Directions =>
An identical copy of all the records is what the answer must contain.

Data extracts =>
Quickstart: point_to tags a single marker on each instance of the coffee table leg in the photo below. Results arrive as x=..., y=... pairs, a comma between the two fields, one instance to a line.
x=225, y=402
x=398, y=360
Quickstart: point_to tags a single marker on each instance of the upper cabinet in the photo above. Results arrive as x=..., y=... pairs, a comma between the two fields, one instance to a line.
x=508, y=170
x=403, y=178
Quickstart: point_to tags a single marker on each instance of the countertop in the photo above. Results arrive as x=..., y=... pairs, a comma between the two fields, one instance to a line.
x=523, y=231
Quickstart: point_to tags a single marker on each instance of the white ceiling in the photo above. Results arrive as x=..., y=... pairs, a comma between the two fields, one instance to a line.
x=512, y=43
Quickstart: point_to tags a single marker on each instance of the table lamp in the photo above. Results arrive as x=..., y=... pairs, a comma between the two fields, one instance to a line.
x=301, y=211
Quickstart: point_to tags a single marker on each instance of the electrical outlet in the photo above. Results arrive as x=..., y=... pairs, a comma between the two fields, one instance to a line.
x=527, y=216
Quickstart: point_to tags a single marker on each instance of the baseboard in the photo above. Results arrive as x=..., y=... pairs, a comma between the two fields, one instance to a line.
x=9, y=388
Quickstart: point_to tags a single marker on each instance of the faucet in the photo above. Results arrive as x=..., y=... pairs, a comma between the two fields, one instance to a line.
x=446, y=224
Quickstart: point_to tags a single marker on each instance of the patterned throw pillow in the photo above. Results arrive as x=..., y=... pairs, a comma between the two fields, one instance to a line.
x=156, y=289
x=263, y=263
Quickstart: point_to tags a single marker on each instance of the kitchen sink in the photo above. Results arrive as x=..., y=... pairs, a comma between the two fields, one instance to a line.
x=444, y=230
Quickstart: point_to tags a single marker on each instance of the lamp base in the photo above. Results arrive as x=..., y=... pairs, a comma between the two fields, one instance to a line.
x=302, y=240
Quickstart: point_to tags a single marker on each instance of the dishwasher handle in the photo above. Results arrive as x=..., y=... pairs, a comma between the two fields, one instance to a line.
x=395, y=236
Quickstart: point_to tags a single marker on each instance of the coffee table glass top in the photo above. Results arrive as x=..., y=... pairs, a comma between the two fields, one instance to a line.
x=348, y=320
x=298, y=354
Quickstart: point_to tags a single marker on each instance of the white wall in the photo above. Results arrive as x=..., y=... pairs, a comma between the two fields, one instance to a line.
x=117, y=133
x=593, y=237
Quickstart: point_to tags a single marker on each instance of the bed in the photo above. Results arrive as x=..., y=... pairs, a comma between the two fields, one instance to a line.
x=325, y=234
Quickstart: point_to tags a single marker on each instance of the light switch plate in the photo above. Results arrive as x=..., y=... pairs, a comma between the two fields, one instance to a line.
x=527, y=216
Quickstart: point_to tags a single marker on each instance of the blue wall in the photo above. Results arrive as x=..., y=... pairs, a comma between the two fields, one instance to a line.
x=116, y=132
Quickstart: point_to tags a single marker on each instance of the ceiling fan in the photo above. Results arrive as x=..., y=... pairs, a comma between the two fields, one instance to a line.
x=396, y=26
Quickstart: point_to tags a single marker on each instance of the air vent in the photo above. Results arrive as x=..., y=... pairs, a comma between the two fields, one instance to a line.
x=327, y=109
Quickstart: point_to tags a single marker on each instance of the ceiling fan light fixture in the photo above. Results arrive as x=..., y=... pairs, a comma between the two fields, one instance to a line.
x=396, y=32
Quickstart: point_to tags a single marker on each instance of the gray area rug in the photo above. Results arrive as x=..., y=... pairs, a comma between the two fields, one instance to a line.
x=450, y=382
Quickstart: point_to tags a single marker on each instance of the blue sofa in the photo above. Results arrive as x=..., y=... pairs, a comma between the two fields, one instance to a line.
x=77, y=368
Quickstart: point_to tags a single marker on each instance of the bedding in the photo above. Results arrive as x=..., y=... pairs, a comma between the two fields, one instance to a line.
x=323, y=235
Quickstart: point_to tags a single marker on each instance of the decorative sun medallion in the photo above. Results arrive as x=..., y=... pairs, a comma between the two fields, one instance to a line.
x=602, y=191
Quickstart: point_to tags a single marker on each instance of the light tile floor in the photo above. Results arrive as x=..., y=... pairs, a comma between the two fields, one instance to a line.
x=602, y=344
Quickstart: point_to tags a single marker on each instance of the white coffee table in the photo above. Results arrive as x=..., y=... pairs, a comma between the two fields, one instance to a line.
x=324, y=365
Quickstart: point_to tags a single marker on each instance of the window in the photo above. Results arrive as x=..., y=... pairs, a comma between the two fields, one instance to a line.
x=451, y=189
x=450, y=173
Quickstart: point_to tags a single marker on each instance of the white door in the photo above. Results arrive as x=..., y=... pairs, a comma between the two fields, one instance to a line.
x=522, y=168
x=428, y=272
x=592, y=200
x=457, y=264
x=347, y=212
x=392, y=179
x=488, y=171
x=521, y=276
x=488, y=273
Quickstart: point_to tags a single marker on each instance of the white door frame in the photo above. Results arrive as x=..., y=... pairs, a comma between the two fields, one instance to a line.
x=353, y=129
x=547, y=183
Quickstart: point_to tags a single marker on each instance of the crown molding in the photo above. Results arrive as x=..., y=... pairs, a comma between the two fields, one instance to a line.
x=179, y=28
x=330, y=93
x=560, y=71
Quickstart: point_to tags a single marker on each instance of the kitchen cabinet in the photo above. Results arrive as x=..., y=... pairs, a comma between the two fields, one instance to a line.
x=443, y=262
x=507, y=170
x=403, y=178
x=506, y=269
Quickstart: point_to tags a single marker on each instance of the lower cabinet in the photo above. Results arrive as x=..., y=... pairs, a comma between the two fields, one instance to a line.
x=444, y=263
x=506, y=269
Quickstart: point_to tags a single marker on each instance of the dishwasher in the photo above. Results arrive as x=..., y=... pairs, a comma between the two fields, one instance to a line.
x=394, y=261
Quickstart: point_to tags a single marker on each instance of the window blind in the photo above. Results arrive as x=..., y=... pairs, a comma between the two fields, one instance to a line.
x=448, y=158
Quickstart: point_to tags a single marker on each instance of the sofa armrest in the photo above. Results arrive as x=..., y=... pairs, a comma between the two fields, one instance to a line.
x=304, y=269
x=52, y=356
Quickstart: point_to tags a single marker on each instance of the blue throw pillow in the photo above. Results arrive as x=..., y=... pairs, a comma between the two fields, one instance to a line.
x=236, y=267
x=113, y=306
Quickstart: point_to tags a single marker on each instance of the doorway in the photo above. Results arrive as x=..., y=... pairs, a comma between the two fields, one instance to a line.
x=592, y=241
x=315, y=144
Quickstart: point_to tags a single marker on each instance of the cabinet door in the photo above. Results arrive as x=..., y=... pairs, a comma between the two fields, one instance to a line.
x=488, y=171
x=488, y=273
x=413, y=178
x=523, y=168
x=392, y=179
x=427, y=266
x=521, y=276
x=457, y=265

Task response =>
Quickstart: point_to tags a single marker on each instance of the coffee table leg in the photo below. Results arrive as x=..., y=... pairs, a comma between the two fields, one instance to a line.
x=225, y=402
x=398, y=360
Quickstart: point_to tags a single marker on each instance of the upper cabinet in the photo above. Results arrive as x=..., y=... pairs, a comma between the two fields, one instance to a line.
x=508, y=170
x=403, y=178
Quickstart: point_to tags a single marker on each instance of the countertop in the photo above. Results arrive as x=..., y=... pairs, a comma between the two fields, one instance to a line.
x=523, y=231
Quickstart: point_to tags a single marker on each instance of the white ceiling in the photo above. Results arrive as x=..., y=... pairs, a comma between the two fields, one instance to a line.
x=512, y=43
Quickstart: point_to tags a single marker on each instance of the table lamp in the photo above. Results arrive as x=..., y=... pairs, a comma between the two fields, one instance to a line.
x=301, y=211
Quickstart: point_to tags a single marker on each instance of the electrical outlet in the photo above. Results arrive as x=..., y=... pairs, a comma between the two fields, one instance to a line.
x=527, y=216
Quickstart: point_to tags a single marker on each instance of the baseboard in the photo above. Results arrive as x=..., y=... pairs, a comma between the two fields, one instance to a line.
x=9, y=388
Quickstart: point_to tags a single marker on each instance of the faucet in the photo above. Results arrive as x=..., y=... pairs, a comma between the two fields, one instance to a line.
x=446, y=224
Quickstart: point_to tags a single marker on each instance of the patterned throw pillow in the photo above. Results arrive as x=..., y=... pairs, a comma between the two fields, one instance to a line.
x=156, y=289
x=263, y=263
Quickstart: point_to tags a single marker on each instance of the kitchen sink in the photo above. Results arrive as x=..., y=... pairs, a comma between the two fields, one instance to a line.
x=444, y=230
Quickstart: point_to tags a single marker on each instance of the lamp base in the photo above. Results arrive as x=..., y=... pairs, a comma between the two fields, one instance to a line.
x=302, y=240
Quickstart: point_to tags a single marker on each instance of the dishwasher handle in the photo above. Results arrive as x=..., y=... pairs, a comma between the two fields, one instance to a line.
x=395, y=236
Quickstart: point_to tags a single marker on each instance of the coffee table glass top in the photo above. Results arrive as x=..., y=... pairs, a comma between the two fields, one instance to a line.
x=348, y=320
x=298, y=354
Quickstart: point_to tags a single marker on each instance of the white wall in the photo above. Results arrive as x=..., y=... pairs, a comma between the two fields, one instance to a line.
x=117, y=133
x=593, y=237
Quickstart: point_to tags a single marker on each instance of the bed in the photo above. Results arrive as x=..., y=... pairs, a comma between the two fields, one instance to a line.
x=325, y=234
Quickstart: point_to tags a single marker on each instance of the light switch plate in the photo above. Results arrive as x=..., y=... pairs, a comma between the two fields, one instance to a line.
x=527, y=216
Quickstart: point_to tags a single marker on each instance of the blue wall in the photo above. Results arrive as x=..., y=... pairs, a comma between the two fields, one instance to a line.
x=116, y=132
Quickstart: point_to tags a single marker on each instance of the ceiling fan in the photo above. Results arrive as x=..., y=... pairs, a comma between the two fields, one instance to a line.
x=396, y=26
Quickstart: point_to tags a single marker on each instance of the air vent in the photo above. Results arrive as x=..., y=... pairs, a comma between the two fields, one instance to a line.
x=327, y=109
Quickstart: point_to tags a single marker on each instance of the ceiling fan light fixture in the photo above. Results arrive as x=..., y=... pairs, a comma between the two fields, one instance to a line.
x=396, y=32
Quickstart: point_to tags a single marker on each instance of the gray area rug in the photo above. Results arrive as x=..., y=... pairs, a comma between the two fields, one instance to a line.
x=450, y=382
Quickstart: point_to tags a single marker on each instance of the blue sofa in the photo above. Results arrive as x=..., y=... pairs, a comma between the two fields, one instance to a line.
x=77, y=368
Quickstart: point_to tags a single marker on each instance of the bedding in the photo above. Results arrive as x=..., y=... pairs, a comma between the two fields, one instance to a line.
x=323, y=235
Quickstart: point_to tags a single marker on each instance of the decorative sun medallion in the photo above. Results arrive as x=..., y=... pairs, a comma between the two fields, one instance to a line.
x=602, y=191
Quickstart: point_to tags a single marker on each instance of the light tile floor in the photo above. Results arrive as x=..., y=... pairs, a comma between the two fields, one instance to a line.
x=602, y=344
Quickstart: point_to tags a single marker on each instance of the white coffee table in the photo above. Results arrive as x=..., y=... pairs, a comma between the two fields, one instance to a line.
x=324, y=365
Quickstart: point_to tags a single marker on each instance of the window in the photo above. Results arrive as x=..., y=... pairs, a comma between the two fields, one instance to a line.
x=451, y=189
x=450, y=173
Quickstart: point_to tags a single marker on each instance of the white door in the photo above. Results arrive as x=..., y=... pairs, a comma between the two fields, one instance to a line.
x=522, y=168
x=428, y=272
x=592, y=200
x=457, y=264
x=347, y=212
x=392, y=179
x=488, y=171
x=521, y=276
x=488, y=273
Quickstart: point_to tags a single marker on each instance of the white door frame in the photo above. Results arrive as x=..., y=... pairs, a comma between the two fields, one instance to a line.
x=353, y=129
x=547, y=183
Quickstart: point_to tags a single marker on each instance of the crown molding in the photo above. Results arrive as x=..., y=... pairs, a comma between the two fields, one instance to a line.
x=179, y=28
x=330, y=93
x=560, y=71
Quickstart: point_to tags a single marker on each instance of the kitchen cabinet in the photo above. Results arrive as x=..., y=... pairs, a comma between the two fields, one instance to a line.
x=443, y=262
x=507, y=170
x=403, y=178
x=506, y=269
Quickstart: point_to tags a single marker on each instance of the lower cabinet in the photo above. Results arrive as x=..., y=... pairs, a comma between the two fields, one instance to a line.
x=444, y=263
x=506, y=269
Quickstart: point_to tags a single marker on each instance of the dishwasher in the photo above. Results arrive as x=..., y=... pairs, a comma between the two fields, one instance to a line.
x=394, y=261
Quickstart: point_to tags a single marker on each instance of the window blind in the photo above. Results arrive as x=..., y=... pairs, a comma between the two fields, one instance to a line.
x=448, y=158
Quickstart: point_to tags a single marker on each instance of the sofa armrest in the photo above. Results arrive as x=..., y=... pairs, a comma between the two fields, one instance to a line.
x=304, y=269
x=52, y=356
Quickstart: point_to tags a single marker on each instance of the blue throw pillow in the photo above. Results arrive as x=..., y=... pairs, a comma between the two fields, one instance to a line.
x=236, y=267
x=113, y=306
Quickstart: point_to tags a single marker on each instance of the doorway in the photo above. Results arrive as x=..., y=... pairs, a comma between the two fields, one instance to a line.
x=592, y=241
x=315, y=144
Quickstart: point_to tags a single marker on each instance of the cabinet door in the photo above. Results arrive as x=..., y=... pairs, a comma between the two fields, one instance to a line.
x=488, y=171
x=488, y=273
x=413, y=178
x=523, y=168
x=392, y=179
x=427, y=266
x=521, y=276
x=457, y=265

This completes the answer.